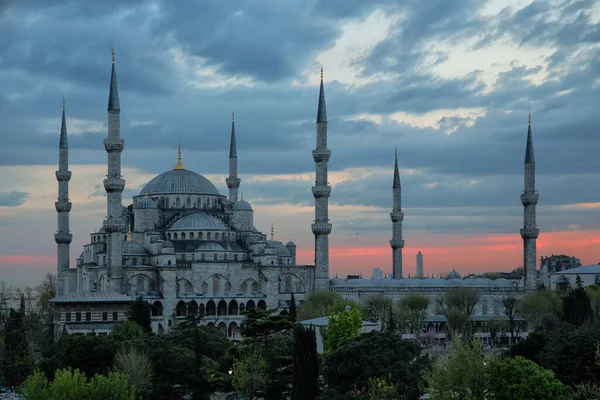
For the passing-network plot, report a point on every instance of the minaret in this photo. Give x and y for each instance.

* * *

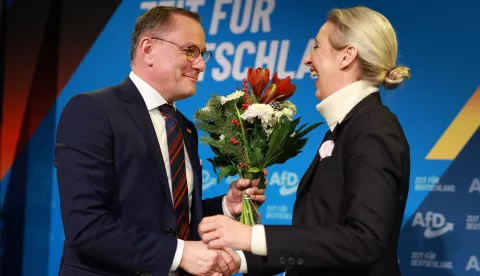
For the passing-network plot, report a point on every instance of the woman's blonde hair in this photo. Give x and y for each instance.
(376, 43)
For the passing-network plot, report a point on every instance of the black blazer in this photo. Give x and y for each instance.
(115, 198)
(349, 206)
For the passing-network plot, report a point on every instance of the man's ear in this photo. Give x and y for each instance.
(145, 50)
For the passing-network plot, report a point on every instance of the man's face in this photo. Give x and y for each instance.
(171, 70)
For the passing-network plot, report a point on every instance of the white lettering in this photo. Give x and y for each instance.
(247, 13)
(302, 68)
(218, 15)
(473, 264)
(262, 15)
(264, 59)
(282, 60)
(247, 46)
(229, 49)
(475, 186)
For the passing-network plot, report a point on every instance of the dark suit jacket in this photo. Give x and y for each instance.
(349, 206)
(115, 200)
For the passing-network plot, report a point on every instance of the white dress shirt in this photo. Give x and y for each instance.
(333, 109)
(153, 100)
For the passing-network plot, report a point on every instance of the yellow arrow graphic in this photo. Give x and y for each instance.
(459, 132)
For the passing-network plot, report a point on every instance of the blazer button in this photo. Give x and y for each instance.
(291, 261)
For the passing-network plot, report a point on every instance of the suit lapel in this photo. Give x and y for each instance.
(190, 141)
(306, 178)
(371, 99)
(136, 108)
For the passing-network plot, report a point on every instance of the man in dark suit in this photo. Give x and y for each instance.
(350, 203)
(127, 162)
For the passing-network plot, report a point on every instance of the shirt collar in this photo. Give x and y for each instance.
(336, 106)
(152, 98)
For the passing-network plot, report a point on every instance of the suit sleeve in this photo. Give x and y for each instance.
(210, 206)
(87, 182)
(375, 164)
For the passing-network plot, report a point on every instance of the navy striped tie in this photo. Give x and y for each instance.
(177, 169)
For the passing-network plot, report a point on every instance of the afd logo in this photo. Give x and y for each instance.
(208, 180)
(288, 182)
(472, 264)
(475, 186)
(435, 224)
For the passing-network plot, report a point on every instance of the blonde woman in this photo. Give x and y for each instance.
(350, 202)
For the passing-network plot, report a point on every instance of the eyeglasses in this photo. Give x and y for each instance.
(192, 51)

* * *

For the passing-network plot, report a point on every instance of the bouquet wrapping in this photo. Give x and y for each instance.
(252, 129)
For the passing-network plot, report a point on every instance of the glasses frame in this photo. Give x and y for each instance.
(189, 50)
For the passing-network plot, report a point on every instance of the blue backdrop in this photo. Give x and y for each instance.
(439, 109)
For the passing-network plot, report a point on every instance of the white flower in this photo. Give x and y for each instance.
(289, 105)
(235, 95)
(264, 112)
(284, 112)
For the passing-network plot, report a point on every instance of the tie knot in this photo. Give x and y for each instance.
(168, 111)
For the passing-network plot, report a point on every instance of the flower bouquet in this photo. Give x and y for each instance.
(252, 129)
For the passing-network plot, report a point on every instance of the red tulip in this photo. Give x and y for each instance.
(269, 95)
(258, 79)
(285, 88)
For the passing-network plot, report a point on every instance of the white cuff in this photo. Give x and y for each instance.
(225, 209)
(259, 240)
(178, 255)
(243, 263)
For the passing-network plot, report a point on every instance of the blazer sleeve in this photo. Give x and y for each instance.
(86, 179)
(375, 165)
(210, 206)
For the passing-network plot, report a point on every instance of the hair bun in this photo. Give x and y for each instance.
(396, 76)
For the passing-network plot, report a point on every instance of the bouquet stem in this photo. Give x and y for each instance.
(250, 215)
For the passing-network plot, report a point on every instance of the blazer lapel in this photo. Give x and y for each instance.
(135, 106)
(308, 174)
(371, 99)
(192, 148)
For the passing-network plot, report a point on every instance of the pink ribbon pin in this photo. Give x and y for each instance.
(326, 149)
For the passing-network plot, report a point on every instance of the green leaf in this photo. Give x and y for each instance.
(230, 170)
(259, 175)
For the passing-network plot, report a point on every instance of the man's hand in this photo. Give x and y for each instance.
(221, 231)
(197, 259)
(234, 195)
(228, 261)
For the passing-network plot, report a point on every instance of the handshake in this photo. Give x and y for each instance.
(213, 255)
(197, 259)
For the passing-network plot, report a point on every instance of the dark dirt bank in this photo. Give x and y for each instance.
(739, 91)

## SHORT PROBLEM
How many lines of the material above contain the string "lapel"? Reply with the number alone.

## OUTPUT FOR THIS EXERCISE
2